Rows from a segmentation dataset
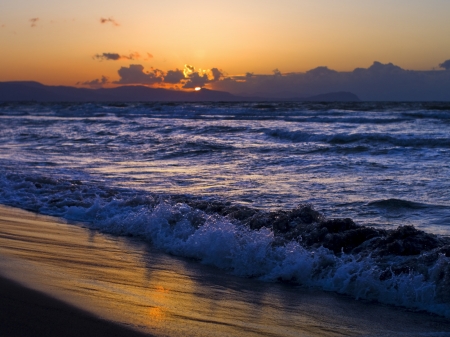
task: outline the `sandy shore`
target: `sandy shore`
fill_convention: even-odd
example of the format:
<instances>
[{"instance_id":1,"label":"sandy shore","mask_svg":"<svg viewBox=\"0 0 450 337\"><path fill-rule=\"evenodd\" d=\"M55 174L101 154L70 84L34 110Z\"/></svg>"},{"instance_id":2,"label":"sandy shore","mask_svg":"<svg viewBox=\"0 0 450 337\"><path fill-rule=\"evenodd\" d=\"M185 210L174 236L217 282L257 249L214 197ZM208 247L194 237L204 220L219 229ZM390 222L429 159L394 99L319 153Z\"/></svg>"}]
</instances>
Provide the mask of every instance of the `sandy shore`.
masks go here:
<instances>
[{"instance_id":1,"label":"sandy shore","mask_svg":"<svg viewBox=\"0 0 450 337\"><path fill-rule=\"evenodd\" d=\"M0 336L149 336L0 277Z\"/></svg>"},{"instance_id":2,"label":"sandy shore","mask_svg":"<svg viewBox=\"0 0 450 337\"><path fill-rule=\"evenodd\" d=\"M227 275L1 205L0 275L0 337L450 336L441 317Z\"/></svg>"}]
</instances>

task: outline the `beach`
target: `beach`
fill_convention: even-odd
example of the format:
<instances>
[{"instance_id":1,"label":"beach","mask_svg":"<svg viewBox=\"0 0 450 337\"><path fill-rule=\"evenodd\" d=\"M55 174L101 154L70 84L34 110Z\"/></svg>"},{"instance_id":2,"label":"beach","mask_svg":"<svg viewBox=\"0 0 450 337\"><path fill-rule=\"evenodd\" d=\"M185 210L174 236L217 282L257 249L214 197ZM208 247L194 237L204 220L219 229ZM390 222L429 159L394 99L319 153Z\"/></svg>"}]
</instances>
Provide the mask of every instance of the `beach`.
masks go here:
<instances>
[{"instance_id":1,"label":"beach","mask_svg":"<svg viewBox=\"0 0 450 337\"><path fill-rule=\"evenodd\" d=\"M0 277L0 336L149 336Z\"/></svg>"},{"instance_id":2,"label":"beach","mask_svg":"<svg viewBox=\"0 0 450 337\"><path fill-rule=\"evenodd\" d=\"M233 277L4 206L0 273L0 336L450 335L441 317Z\"/></svg>"}]
</instances>

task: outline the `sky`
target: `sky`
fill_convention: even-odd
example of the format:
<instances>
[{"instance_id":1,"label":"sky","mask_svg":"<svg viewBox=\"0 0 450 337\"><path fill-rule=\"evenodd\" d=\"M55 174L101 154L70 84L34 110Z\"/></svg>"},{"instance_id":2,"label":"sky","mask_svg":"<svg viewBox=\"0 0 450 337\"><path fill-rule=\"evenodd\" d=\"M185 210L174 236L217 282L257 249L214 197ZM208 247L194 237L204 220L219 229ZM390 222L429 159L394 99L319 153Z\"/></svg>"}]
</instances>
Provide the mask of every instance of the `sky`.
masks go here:
<instances>
[{"instance_id":1,"label":"sky","mask_svg":"<svg viewBox=\"0 0 450 337\"><path fill-rule=\"evenodd\" d=\"M256 92L246 74L444 71L449 13L448 0L0 0L0 81Z\"/></svg>"}]
</instances>

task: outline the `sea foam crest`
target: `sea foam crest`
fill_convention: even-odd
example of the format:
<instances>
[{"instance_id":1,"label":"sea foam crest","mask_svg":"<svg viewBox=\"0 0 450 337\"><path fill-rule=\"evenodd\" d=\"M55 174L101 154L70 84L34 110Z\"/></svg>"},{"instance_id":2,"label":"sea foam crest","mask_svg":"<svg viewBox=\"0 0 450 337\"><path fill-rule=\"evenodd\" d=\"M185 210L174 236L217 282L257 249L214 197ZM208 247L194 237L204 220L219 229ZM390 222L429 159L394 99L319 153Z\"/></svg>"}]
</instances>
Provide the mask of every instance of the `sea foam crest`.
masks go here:
<instances>
[{"instance_id":1,"label":"sea foam crest","mask_svg":"<svg viewBox=\"0 0 450 337\"><path fill-rule=\"evenodd\" d=\"M435 283L423 275L411 272L383 279L380 276L384 270L370 256L338 256L324 247L308 250L296 241L277 245L274 233L267 228L250 230L183 203L161 202L154 207L125 210L117 201L97 199L87 209L69 207L66 217L95 219L93 225L104 232L139 236L165 252L194 258L235 275L320 287L357 299L450 316L450 304L439 303ZM195 222L203 224L196 226ZM428 273L440 273L447 264L448 259L442 256Z\"/></svg>"},{"instance_id":2,"label":"sea foam crest","mask_svg":"<svg viewBox=\"0 0 450 337\"><path fill-rule=\"evenodd\" d=\"M19 174L0 175L0 188L2 203L82 221L115 235L137 236L165 252L235 275L320 287L450 317L450 298L446 295L450 266L444 254L431 262L422 254L413 261L419 263L419 271L396 272L394 267L409 257L387 255L375 259L370 254L336 253L325 248L325 242L306 245L311 239L306 236L303 241L280 241L280 233L268 227L254 228L237 218L204 211L167 196ZM238 208L238 213L247 211ZM259 217L253 226L265 219L271 218ZM392 249L397 249L395 242Z\"/></svg>"}]
</instances>

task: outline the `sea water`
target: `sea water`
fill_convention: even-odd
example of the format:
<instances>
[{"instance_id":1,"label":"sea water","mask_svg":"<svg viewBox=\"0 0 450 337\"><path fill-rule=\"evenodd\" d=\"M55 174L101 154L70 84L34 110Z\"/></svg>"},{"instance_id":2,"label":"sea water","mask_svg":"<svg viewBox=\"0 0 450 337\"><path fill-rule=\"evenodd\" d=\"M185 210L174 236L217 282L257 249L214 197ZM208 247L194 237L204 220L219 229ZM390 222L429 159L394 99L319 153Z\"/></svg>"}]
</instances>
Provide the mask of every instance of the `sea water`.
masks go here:
<instances>
[{"instance_id":1,"label":"sea water","mask_svg":"<svg viewBox=\"0 0 450 337\"><path fill-rule=\"evenodd\" d=\"M3 204L450 317L448 104L8 103L0 125Z\"/></svg>"}]
</instances>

- Written request
Please locate every line in the entries above that contains the word "sandy", and copy each of those lines in full.

- Finished answer
task: outline the `sandy shore`
target: `sandy shore`
[{"instance_id":1,"label":"sandy shore","mask_svg":"<svg viewBox=\"0 0 450 337\"><path fill-rule=\"evenodd\" d=\"M55 174L101 154L70 84L34 110Z\"/></svg>"},{"instance_id":2,"label":"sandy shore","mask_svg":"<svg viewBox=\"0 0 450 337\"><path fill-rule=\"evenodd\" d=\"M185 210L174 236L217 282L257 249L214 197ZM208 247L194 237L204 220L219 229ZM390 222L429 159L394 99L319 153Z\"/></svg>"}]
Provide the mask of every instance of the `sandy shore`.
[{"instance_id":1,"label":"sandy shore","mask_svg":"<svg viewBox=\"0 0 450 337\"><path fill-rule=\"evenodd\" d=\"M0 336L149 336L0 277Z\"/></svg>"},{"instance_id":2,"label":"sandy shore","mask_svg":"<svg viewBox=\"0 0 450 337\"><path fill-rule=\"evenodd\" d=\"M227 275L1 205L0 275L0 337L450 336L441 317Z\"/></svg>"}]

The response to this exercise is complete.